▶ _GOAL_
Select every line of the data below that contains the string "trouser", and copy each one out. Matching is case-sensitive.

Spatial annotation records:
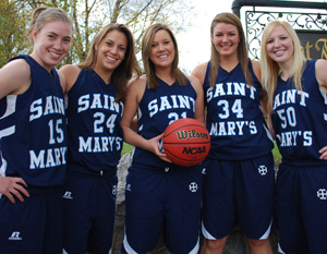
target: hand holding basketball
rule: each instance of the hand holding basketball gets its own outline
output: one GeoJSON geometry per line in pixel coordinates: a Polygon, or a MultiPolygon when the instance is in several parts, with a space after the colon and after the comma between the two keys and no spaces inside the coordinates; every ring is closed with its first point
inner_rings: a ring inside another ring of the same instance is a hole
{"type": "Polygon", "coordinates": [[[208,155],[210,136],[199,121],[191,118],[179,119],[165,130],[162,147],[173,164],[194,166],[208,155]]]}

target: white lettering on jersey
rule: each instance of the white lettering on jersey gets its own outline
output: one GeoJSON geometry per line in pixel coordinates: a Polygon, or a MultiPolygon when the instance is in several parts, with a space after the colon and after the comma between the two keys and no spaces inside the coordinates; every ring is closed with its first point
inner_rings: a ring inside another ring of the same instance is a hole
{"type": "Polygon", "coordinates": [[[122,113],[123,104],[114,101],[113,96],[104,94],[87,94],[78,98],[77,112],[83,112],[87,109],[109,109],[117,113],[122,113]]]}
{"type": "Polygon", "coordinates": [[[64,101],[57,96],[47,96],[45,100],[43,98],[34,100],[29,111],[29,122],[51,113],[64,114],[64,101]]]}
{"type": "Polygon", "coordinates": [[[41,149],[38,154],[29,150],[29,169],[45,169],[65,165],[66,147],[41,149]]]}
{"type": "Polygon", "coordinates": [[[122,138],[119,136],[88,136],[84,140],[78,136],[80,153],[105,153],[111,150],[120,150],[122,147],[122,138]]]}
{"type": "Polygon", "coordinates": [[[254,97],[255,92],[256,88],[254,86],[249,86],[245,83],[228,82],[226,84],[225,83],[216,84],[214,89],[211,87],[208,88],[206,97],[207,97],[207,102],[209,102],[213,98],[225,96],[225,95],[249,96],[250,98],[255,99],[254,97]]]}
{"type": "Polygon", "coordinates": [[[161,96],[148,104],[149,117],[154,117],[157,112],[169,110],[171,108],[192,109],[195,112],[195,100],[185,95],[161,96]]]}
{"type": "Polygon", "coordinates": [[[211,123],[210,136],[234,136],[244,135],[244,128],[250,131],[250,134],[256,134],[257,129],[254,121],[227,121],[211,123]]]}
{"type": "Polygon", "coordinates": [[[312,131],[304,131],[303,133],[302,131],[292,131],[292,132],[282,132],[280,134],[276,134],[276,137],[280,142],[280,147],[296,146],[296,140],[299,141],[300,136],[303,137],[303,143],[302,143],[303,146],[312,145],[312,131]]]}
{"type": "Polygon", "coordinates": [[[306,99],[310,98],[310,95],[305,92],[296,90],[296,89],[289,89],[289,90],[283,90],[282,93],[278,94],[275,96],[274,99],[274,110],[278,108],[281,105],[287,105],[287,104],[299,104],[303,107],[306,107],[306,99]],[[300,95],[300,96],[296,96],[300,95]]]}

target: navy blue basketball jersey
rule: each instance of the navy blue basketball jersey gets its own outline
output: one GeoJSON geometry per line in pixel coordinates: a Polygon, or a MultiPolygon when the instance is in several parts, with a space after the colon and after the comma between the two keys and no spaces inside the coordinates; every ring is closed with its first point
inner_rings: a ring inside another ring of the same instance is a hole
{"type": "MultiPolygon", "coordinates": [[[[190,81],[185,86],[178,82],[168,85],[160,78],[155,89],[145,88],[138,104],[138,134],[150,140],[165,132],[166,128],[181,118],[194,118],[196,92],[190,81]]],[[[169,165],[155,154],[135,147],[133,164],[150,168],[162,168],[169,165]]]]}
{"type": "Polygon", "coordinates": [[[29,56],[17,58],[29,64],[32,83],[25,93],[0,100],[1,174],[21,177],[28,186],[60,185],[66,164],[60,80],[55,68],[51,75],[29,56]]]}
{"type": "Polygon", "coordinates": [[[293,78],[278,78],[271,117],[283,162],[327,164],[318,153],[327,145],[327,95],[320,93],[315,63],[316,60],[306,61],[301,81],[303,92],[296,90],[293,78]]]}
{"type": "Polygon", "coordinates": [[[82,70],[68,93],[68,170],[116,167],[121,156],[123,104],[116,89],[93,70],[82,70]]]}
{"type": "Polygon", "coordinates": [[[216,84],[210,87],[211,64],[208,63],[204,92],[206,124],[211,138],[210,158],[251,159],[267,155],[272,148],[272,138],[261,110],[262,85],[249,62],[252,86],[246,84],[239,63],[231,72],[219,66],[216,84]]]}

...

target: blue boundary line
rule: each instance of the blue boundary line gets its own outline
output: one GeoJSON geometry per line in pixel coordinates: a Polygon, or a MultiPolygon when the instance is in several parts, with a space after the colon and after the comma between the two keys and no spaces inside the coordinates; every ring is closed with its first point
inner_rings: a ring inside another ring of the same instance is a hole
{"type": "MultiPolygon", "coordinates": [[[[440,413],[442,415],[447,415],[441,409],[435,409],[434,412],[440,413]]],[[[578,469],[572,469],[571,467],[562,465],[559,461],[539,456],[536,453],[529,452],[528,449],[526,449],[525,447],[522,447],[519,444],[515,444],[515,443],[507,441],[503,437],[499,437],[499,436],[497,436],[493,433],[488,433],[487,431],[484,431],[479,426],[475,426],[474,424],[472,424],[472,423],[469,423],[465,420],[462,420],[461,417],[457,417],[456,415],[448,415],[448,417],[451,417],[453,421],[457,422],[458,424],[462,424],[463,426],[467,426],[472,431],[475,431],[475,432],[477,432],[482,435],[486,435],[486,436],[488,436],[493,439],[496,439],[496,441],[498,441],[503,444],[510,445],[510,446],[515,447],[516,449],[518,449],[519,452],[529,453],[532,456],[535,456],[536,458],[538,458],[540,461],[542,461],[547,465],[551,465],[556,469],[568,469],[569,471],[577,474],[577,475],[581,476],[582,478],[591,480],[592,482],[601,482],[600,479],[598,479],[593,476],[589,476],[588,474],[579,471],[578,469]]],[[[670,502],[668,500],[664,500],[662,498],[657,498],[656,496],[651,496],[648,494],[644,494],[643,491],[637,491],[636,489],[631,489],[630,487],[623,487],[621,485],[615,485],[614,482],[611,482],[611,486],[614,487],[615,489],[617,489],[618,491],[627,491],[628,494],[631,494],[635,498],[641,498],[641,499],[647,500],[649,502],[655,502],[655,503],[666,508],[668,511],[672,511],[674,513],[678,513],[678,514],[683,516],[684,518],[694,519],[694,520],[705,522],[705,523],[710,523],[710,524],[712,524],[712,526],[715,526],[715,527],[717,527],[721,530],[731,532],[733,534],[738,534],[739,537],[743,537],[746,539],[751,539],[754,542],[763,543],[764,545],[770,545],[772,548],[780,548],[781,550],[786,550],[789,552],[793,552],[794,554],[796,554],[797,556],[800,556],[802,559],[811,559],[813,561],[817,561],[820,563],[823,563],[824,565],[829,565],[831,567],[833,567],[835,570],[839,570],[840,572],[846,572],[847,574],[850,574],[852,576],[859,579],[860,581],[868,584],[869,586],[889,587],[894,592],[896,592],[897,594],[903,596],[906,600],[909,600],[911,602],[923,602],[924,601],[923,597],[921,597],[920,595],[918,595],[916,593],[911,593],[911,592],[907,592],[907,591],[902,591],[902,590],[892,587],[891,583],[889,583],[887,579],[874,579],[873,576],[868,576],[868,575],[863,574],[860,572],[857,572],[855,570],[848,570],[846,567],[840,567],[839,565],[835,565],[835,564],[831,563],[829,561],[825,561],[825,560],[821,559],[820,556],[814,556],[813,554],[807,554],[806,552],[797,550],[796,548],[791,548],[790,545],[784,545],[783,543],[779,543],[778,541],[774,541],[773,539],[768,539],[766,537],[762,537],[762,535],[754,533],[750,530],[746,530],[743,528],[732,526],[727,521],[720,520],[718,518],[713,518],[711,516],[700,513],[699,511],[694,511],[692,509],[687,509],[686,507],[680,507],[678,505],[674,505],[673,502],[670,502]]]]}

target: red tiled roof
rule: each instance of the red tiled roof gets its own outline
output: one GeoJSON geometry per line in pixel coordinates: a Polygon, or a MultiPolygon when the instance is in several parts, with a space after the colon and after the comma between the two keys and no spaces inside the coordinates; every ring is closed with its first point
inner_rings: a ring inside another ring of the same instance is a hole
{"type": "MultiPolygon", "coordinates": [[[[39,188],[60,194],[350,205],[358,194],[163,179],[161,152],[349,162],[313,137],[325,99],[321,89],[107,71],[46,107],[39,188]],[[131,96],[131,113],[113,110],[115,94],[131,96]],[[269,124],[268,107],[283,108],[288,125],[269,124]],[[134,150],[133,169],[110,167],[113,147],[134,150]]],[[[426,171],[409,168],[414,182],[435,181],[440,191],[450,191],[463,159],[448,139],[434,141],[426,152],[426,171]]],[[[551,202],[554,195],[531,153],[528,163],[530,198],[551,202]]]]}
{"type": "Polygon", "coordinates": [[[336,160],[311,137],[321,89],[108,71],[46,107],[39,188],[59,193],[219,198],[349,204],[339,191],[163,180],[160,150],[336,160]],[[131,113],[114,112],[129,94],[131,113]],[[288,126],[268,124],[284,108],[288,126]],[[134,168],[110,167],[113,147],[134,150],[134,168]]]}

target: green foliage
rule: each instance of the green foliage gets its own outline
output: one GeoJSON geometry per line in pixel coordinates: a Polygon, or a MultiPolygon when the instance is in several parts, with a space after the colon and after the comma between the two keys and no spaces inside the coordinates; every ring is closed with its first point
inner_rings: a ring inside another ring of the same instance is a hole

...

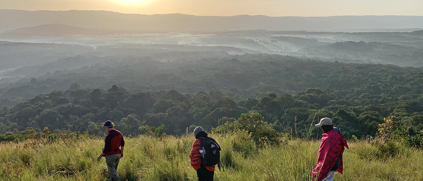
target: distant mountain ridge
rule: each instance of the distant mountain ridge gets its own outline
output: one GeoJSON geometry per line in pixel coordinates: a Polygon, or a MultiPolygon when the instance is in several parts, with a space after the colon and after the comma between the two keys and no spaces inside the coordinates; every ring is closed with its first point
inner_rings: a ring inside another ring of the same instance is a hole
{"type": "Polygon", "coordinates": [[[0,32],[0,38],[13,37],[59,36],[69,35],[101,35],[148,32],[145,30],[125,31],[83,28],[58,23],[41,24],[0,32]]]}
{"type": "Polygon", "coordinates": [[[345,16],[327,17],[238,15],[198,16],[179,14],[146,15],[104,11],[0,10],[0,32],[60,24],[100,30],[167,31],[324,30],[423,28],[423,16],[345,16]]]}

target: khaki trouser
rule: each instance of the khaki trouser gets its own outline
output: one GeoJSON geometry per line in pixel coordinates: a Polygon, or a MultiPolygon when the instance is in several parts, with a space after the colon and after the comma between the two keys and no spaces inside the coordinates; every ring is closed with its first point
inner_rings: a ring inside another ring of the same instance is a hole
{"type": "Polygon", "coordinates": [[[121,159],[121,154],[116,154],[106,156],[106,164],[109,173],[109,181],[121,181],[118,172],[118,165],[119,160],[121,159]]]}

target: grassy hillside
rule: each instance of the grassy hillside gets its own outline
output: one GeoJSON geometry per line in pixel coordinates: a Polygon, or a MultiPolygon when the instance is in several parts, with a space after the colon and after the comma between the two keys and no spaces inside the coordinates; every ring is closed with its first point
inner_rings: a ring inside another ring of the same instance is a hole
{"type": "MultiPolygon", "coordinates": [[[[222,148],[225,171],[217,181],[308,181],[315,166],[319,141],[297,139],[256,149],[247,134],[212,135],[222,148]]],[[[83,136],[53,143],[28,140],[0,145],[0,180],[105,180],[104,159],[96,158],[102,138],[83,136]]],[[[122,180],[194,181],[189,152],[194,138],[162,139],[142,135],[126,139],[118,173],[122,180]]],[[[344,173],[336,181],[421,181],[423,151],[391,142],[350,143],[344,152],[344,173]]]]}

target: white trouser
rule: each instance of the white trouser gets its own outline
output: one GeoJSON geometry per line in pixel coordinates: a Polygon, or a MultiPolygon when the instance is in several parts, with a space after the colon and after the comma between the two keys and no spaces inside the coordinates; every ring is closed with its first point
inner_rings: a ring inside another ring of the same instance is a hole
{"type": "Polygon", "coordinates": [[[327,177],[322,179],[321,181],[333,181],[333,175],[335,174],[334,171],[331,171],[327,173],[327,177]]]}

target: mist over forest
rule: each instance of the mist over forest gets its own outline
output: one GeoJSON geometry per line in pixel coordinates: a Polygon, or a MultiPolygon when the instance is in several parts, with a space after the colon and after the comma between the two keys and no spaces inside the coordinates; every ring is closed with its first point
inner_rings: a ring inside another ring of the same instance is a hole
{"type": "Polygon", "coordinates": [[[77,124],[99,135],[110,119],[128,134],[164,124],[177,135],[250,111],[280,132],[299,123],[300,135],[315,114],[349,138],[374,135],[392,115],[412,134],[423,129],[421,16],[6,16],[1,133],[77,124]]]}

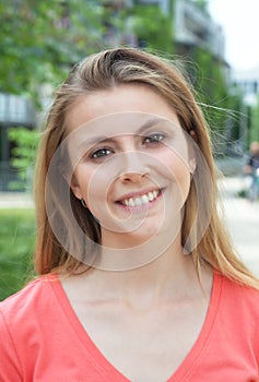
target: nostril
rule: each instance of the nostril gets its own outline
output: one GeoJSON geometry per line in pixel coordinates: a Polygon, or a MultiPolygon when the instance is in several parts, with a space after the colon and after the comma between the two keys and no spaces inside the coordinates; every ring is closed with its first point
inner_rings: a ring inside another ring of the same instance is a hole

▶ _OUTPUT_
target: khaki trouser
rule: each instance of the khaki trouser gets its own outline
target: white trouser
rule: each instance of the white trouser gets its own outline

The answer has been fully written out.